• _Exercise directions_: Put every line of the records below into a Markdown table with two columns, "Row" for the row number and "Line" for the text of that line. Leave out any blank lines.
====== Data to use ======
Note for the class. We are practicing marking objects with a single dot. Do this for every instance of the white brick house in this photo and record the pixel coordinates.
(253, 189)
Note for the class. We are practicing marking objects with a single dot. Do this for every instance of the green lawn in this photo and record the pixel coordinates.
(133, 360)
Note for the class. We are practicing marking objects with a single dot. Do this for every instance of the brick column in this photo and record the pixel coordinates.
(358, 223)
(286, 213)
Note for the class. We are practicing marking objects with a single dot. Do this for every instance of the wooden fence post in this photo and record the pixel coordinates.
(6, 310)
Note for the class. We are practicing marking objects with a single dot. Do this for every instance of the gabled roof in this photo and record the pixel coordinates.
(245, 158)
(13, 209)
======
• _Output for this task_:
| Row | Line |
|---|---|
| 1 | Note for the class. We are practicing marking objects with a single dot. Do this for every instance of the white brick house in this photo and record the pixel coordinates. |
| 2 | (253, 189) |
| 3 | Note for the class. We are practicing marking objects with a single dot. Do this for every instance of the green lawn in this photo and record the pixel coordinates. |
| 4 | (133, 360) |
| 5 | Note for the class. We are practicing marking objects with a single dot. Do this for every instance of the brick column in this photo and record the pixel coordinates. |
| 6 | (358, 223) |
| 7 | (286, 213) |
| 8 | Note for the class. We are practicing marking objects with a single dot. Do this for every instance of the wooden fence post in this photo and record the pixel coordinates. |
| 9 | (6, 310) |
| 10 | Note for the class. We are practicing marking objects with a single dot. Do this for every instance of the gabled roof in this photo and record the pixel coordinates. |
| 11 | (245, 158) |
| 12 | (13, 209) |